*Excerpts of labeled region data*.

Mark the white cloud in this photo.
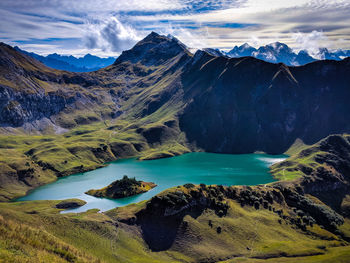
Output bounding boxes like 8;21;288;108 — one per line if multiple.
292;30;331;59
84;17;140;52
0;0;350;55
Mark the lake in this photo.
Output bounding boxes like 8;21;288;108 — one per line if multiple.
17;152;287;212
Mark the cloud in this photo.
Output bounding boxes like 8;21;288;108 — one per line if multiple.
84;17;140;52
292;30;331;59
0;0;350;55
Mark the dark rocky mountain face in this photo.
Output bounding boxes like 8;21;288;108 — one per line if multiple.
179;54;350;153
114;32;189;66
0;33;350;157
226;43;257;57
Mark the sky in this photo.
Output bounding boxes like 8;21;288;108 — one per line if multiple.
0;0;350;57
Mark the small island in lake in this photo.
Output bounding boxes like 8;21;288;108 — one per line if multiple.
85;175;157;199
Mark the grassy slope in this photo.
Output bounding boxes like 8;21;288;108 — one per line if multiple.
0;135;350;262
0;116;189;200
0;192;350;263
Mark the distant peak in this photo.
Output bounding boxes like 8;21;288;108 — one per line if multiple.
241;43;252;48
143;31;161;41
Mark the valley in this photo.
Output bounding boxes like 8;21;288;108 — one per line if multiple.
0;32;350;262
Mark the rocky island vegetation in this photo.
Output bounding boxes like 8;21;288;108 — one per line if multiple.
86;175;157;199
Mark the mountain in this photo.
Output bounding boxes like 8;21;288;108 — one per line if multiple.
0;32;350;262
15;47;115;72
203;48;225;57
0;33;350;201
226;43;257;58
224;42;350;66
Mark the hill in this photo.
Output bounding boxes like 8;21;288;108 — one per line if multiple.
86;175;157;199
0;33;350;199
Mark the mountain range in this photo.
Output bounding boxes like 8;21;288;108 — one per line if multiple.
0;32;350;262
15;47;115;72
15;40;350;72
220;42;350;66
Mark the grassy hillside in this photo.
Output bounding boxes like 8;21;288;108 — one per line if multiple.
0;183;350;263
0;121;189;201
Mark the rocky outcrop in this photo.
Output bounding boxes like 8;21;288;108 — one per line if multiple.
86;175;157;199
129;184;344;251
179;51;350;154
0;86;77;127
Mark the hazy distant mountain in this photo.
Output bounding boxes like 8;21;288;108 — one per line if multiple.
226;43;257;58
15;47;115;72
203;48;225;57
226;42;350;66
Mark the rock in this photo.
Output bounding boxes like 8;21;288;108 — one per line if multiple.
86;175;157;199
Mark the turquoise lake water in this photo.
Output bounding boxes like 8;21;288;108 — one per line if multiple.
18;153;287;212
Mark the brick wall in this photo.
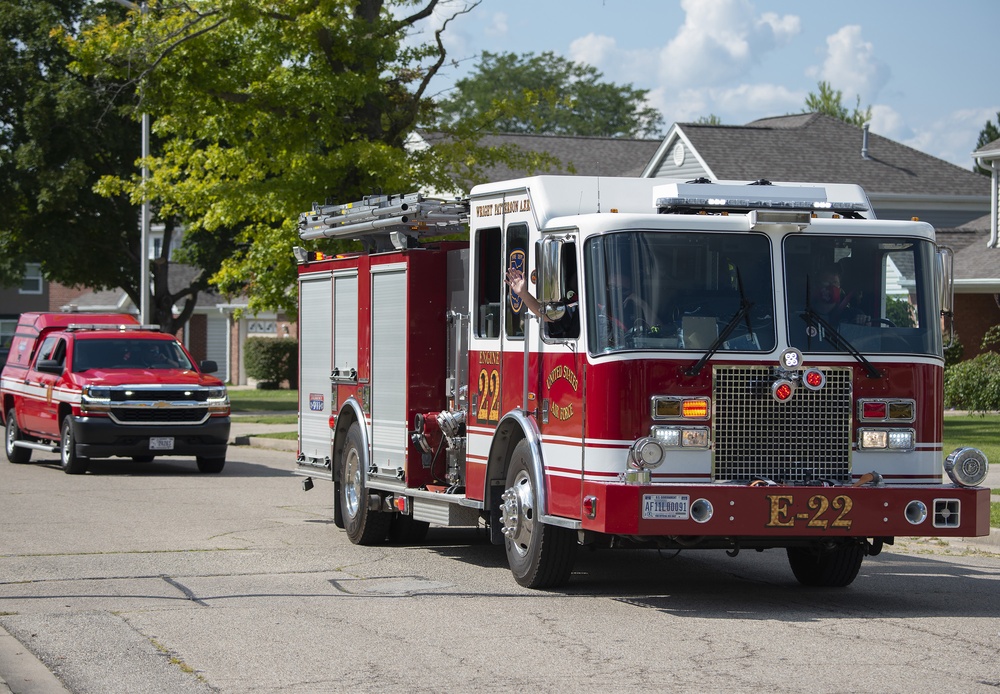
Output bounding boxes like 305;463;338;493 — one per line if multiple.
945;294;1000;359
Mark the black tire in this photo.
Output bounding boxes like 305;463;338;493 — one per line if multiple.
389;513;431;545
59;415;90;475
5;407;31;463
501;439;577;588
786;542;865;588
333;480;344;530
197;456;226;475
337;422;392;545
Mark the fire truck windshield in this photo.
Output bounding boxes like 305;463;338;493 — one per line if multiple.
584;231;776;353
784;235;941;356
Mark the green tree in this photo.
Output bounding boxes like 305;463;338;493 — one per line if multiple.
439;52;663;138
972;111;1000;176
69;0;548;311
0;0;230;338
802;81;872;128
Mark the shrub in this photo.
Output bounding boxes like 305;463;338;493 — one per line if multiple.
944;352;1000;414
243;337;299;389
944;333;965;369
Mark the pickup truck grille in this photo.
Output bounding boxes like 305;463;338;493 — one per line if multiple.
111;388;208;403
713;366;852;484
111;406;208;424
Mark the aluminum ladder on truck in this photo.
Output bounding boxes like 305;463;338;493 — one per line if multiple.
299;193;469;251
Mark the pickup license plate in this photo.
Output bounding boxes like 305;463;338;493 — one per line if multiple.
149;436;174;451
642;494;691;520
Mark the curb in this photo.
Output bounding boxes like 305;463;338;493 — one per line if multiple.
0;626;69;694
230;436;299;453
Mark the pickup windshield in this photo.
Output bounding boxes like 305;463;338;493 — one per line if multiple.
584;231;776;353
73;337;194;373
784;235;941;356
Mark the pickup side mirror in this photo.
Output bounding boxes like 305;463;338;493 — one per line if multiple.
35;359;63;376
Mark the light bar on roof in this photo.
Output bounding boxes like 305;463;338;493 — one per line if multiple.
656;183;868;214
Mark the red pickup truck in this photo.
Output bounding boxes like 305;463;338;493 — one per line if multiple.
0;313;230;475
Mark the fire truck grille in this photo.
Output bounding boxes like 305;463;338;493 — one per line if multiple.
713;366;851;484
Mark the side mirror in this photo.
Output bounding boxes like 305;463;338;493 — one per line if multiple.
935;246;955;347
535;237;563;304
35;359;63;376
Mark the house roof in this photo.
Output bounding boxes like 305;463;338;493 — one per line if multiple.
646;113;990;198
972;139;1000;159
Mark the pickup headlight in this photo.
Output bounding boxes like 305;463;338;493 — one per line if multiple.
208;386;229;414
80;386;111;414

*Required task*. Write out everything from the start of the rows down through the line containing "224;42;350;66", keeping the requests, and offset every bounding box coordinate in the answers by 135. Leave the pictures out.

*Final result*.
Mark the white cloud in this photo.
Output bounding boxes like 8;21;288;108 — one per line if multiple.
427;165;466;194
219;152;275;187
135;135;485;190
Mark the lake in this photo.
Output bounding boxes like 8;21;288;108 — one per line if multiple.
152;287;422;347
Mark the cloud in this photo.
Output bounding boxes like 8;21;288;108 — one per line if multiple.
219;152;275;187
427;165;466;194
135;135;485;190
Mark the dark rocky mountain face in this photo.
Output bounding boxes like 8;21;288;108 — one per line if multiple.
314;189;485;288
249;167;324;201
135;168;485;292
361;178;392;192
Mark the sky in this photo.
Output bounding boxes like 8;21;288;108 — one per line if multiple.
135;135;485;192
Mark the small island in lake in this photo.
Output bounding boxes like 8;21;288;108 — one per line if multiple.
220;310;292;334
Mark the grassy slope in this photo.
Output bounding boxes like 8;21;288;108 — one per line if multiple.
135;270;485;397
135;251;324;335
135;327;485;398
Mark the distant peak in this photo.
Output bounding boxes like 8;21;288;108 — one per line if multiple.
376;178;387;183
278;166;296;176
Mark the valley in this photo.
Output bounding boxes like 8;21;288;108 — one per line if multiple.
135;167;485;397
Mark the rocky island vegetation in this photo.
Output bounding boxes like 8;21;288;108 — one per line if multiple.
221;310;292;334
Mark the mountain in this photo.
Output bounding boxes like 8;21;288;108 — one per line if multiple.
135;167;485;397
150;182;250;207
338;183;360;192
135;168;485;336
361;178;392;193
359;177;485;201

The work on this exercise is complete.